● THE EXERCISE:
Write out the records below again, substituting "put a mark" for every "place a point" and keeping everything else the same.

Items from a data source:
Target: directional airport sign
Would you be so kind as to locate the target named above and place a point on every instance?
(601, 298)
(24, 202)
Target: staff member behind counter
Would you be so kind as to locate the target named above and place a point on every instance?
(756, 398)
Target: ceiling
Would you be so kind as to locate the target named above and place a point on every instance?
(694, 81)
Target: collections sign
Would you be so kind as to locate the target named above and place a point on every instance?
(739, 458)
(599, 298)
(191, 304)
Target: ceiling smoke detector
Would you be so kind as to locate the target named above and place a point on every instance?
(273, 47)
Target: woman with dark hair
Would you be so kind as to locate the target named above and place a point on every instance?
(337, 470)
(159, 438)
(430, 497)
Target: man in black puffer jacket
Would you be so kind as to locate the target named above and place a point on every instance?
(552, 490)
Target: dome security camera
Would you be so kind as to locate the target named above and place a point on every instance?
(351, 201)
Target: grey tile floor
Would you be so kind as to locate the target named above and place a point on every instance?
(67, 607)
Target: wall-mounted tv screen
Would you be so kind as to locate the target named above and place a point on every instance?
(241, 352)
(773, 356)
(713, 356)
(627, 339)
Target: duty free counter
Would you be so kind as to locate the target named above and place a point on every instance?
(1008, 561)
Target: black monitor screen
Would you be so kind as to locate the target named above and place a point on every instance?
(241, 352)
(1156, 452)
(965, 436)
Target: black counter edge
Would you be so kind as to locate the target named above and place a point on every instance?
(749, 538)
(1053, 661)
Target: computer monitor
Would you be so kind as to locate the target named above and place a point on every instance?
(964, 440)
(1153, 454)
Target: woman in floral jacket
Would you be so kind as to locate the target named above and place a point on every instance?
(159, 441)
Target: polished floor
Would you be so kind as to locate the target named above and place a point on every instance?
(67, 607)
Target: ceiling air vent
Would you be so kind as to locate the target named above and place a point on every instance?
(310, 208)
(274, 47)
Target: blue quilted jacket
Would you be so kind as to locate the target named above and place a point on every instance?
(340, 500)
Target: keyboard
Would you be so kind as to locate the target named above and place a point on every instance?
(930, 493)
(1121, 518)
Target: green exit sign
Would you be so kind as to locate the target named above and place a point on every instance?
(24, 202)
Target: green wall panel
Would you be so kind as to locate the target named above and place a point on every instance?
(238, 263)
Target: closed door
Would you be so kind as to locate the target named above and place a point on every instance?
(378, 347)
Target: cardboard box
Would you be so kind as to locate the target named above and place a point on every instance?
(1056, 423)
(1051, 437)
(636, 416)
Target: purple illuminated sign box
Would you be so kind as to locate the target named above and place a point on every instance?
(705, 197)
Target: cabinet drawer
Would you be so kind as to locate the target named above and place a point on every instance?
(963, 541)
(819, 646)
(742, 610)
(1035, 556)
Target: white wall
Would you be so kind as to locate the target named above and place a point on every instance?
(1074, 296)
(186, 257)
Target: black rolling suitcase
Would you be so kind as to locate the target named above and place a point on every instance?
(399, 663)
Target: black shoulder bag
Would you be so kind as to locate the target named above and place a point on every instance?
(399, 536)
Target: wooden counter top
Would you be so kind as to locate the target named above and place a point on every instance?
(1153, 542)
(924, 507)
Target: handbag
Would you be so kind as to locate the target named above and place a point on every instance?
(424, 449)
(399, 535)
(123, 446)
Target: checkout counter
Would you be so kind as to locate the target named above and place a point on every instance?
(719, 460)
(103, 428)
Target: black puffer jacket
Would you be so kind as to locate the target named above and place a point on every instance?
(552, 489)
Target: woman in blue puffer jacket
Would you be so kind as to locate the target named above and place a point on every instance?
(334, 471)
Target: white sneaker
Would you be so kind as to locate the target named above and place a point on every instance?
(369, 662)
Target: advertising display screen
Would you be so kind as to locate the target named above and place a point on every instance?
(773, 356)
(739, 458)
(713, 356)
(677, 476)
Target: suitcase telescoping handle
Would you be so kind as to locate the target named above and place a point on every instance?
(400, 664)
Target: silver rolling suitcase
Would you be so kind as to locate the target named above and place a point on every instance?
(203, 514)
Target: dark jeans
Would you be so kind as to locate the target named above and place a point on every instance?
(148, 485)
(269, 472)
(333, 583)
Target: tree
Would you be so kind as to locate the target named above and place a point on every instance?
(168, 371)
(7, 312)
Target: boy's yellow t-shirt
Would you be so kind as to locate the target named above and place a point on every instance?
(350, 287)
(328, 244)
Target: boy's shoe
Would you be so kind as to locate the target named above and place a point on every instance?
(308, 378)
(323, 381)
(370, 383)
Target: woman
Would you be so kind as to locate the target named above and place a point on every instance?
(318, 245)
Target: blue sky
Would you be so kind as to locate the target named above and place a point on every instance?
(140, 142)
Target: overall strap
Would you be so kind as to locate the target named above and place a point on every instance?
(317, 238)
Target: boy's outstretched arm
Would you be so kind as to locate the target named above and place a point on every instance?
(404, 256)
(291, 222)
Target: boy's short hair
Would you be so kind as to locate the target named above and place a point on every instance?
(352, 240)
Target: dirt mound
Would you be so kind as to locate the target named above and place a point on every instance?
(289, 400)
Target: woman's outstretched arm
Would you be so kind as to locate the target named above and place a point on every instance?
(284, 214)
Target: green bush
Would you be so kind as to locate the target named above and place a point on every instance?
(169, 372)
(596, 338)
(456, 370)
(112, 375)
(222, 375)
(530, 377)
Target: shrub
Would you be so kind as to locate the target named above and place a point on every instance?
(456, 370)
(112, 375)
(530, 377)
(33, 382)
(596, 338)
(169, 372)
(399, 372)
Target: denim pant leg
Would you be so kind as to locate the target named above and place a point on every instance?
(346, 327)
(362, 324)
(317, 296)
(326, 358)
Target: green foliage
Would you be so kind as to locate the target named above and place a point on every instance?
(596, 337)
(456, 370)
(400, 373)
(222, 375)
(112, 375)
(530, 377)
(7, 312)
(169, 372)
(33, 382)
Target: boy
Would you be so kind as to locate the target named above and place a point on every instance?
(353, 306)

● RESPONSE FOR THIS EXERCISE:
Target: directional airport sign
Would you be so kind as to locate the target named above and put a mark on every instance?
(601, 298)
(24, 202)
Target: staff member behind counter
Would you be so kind as to locate the target named above and put a mark on every instance?
(756, 398)
Target: ceiling
Would you be so kind as to locate the target named above and put a mark on every instance?
(694, 81)
Target: collections sign
Would you be so kind as to locate the target named above and put a mark on every instance?
(739, 458)
(599, 298)
(191, 304)
Target: ceiling smoke detector
Would you be so kind as to locate the target named above and put a mark on every instance?
(273, 47)
Target: woman with dark hair
Would you be so kind as to locate the target named above and put a mark on every instance?
(337, 470)
(159, 438)
(430, 497)
Target: man in black puffer jacket
Would you be so kind as to locate the target named above and put a mark on every instance?
(552, 490)
Target: dome security camera
Would you be so kind as to locate the target named above and put a mark on every instance?
(351, 201)
Target: grey tile floor
Would you be so kind as to locate the target named above and put a mark on every instance?
(67, 607)
Target: wall-mounted tv screen
Would you be so kind as to locate the target named above and put a mark on every instance?
(241, 352)
(773, 356)
(713, 356)
(627, 339)
Target: duty free counter
Would you be so kind as to locate the target named above and put a mark on every instance?
(1008, 561)
Target: black monitor screen
Would you be so kind as to locate the target named above and put a mark on every instance?
(241, 352)
(1156, 452)
(965, 436)
Target: black counter edge
Would you be so kind as to locate the target named above and put a mark on every instance?
(749, 538)
(1053, 661)
Target: computer monitor
Would you be so kind as to locate the target named above and put a mark on every instance?
(964, 440)
(1153, 454)
Target: woman in floral jacket
Would you be so kind as to locate the target named above and put a mark on every instance?
(159, 441)
Target: polished floor
Would you be so kind as to locate the target named above and put a mark on every instance?
(67, 607)
Target: ceiling air vent
Would you be so kind as to locate the target named above and put a mark on every instance?
(310, 208)
(274, 47)
Target: blue quilted jacket
Would you be so kind as to locate the target named above and put a mark on every instance?
(340, 500)
Target: keyboard
Would you be so kind as to locate the target named above and put a mark on every instance?
(930, 493)
(1121, 518)
Target: green exit sign
Would you be so kind as to locate the target named above and put a mark on every instance?
(24, 202)
Target: green wall panel
Would you be so kind as to locate the target named above and put a mark on every instance?
(238, 263)
Target: closed door
Would you be so kind as to locate the target named above and put a mark on every instance?
(378, 347)
Target: cardboard box
Would you be so kind as to locate the target named above and put a mark on every instance?
(1056, 423)
(1051, 437)
(636, 416)
Target: purple illuminated sign box
Would you be so kind as to locate the target named above and put a mark on every instance?
(705, 197)
Target: cabinet drawer
Would you be so kind as to locate the target named above and put a mark on every instance?
(963, 541)
(819, 646)
(742, 610)
(1035, 556)
Target: white wall
Would you be so kind as to locate the target named above and put a mark on every instance?
(1074, 296)
(186, 257)
Target: black rolling suitcase
Would you be so kind as to locate the target named above and put a mark on every instance?
(399, 663)
Target: black shoulder bag
Would you be so kind as to locate the target named above and put a mark on every instance?
(399, 536)
Target: wooden counter top
Would you be so kind as to locate the target named above and put a mark on every instance?
(1153, 542)
(924, 507)
Target: handbag
Would you be so kind as to locate the target named above and put a mark on every instance?
(424, 449)
(399, 535)
(123, 446)
Target: checkout counter
Would you be so kind as to locate the target named above and put a mark on every instance?
(719, 460)
(103, 428)
Target: black puffer jacket
Would you be so kind as to locate the target named above and put a mark on every instance?
(552, 489)
Target: woman in blue puffer jacket
Would you be so kind as to locate the target named above and put a mark on every instance?
(334, 471)
Target: white sneaker
Would you be so kind as to locate the target named above and put a mark on every instance?
(369, 662)
Target: advertising display screen
Would you be so kind as to locate the target named above and put a mark on every instance?
(773, 356)
(739, 458)
(713, 356)
(677, 476)
Target: suitcase telescoping handle
Would you be so kind as to locate the target named above and put a mark on every instance?
(400, 664)
Target: silver rolling suitcase
Would you be so kind as to locate the target named above and put a mark on every instance?
(203, 514)
Target: dark jeans
Would you be so kind as to locate the target named above and put a mark on every instance?
(148, 485)
(269, 472)
(333, 583)
Target: tree
Would you be so kind as to locate the target named above and put a mark on every instance?
(168, 371)
(7, 312)
Target: boy's yellow t-shirt
Would you be so kind as to locate the target named above and put a mark on every instance?
(350, 287)
(328, 244)
Target: boy's shoe
Would you be so kind as to locate the target named above and put a mark on every instance?
(308, 378)
(323, 381)
(370, 383)
Target: woman
Would you be so kind as to locate the target named above and put a mark on every instance?
(318, 245)
Target: blue sky
Would you be so kind as to locate the target named above and put a mark on every instance?
(140, 142)
Target: overall strap
Would you be so kind as to locate the target named above and put a mark on every instance?
(317, 238)
Target: boy's outstretched arm
Would you be so kind as to locate the target named above and put a mark on every instance?
(404, 256)
(291, 222)
Target: boy's short hair
Would you be so kind as to locate the target named above and put a mark on every instance?
(352, 240)
Target: dirt mound
Would you be so kind as to locate the target named above and put a mark on every instance?
(289, 400)
Target: woman's outstretched arm
Would you be so kind as to locate the target named above and put a mark on every instance?
(284, 214)
Target: green bush
Would you be so kind as to locate the target named above and put a mark on every instance?
(169, 372)
(596, 338)
(456, 370)
(112, 375)
(222, 375)
(530, 377)
Target: shrub
Would you be so kind as to locate the target named above and put a mark on every instance?
(456, 370)
(112, 375)
(530, 377)
(33, 382)
(596, 338)
(169, 372)
(399, 372)
Target: denim pant leg
Would you be so kind as to locate the target named above and put a mark on every instance?
(346, 327)
(362, 324)
(317, 296)
(326, 358)
Target: green foliage
Would you be so kind as to locate the target named above and put a mark on every instance?
(596, 337)
(456, 370)
(400, 373)
(222, 375)
(112, 375)
(530, 377)
(7, 312)
(169, 372)
(33, 382)
Target: boy
Would you be so kind as to locate the target named above and put a mark on every instance?
(353, 306)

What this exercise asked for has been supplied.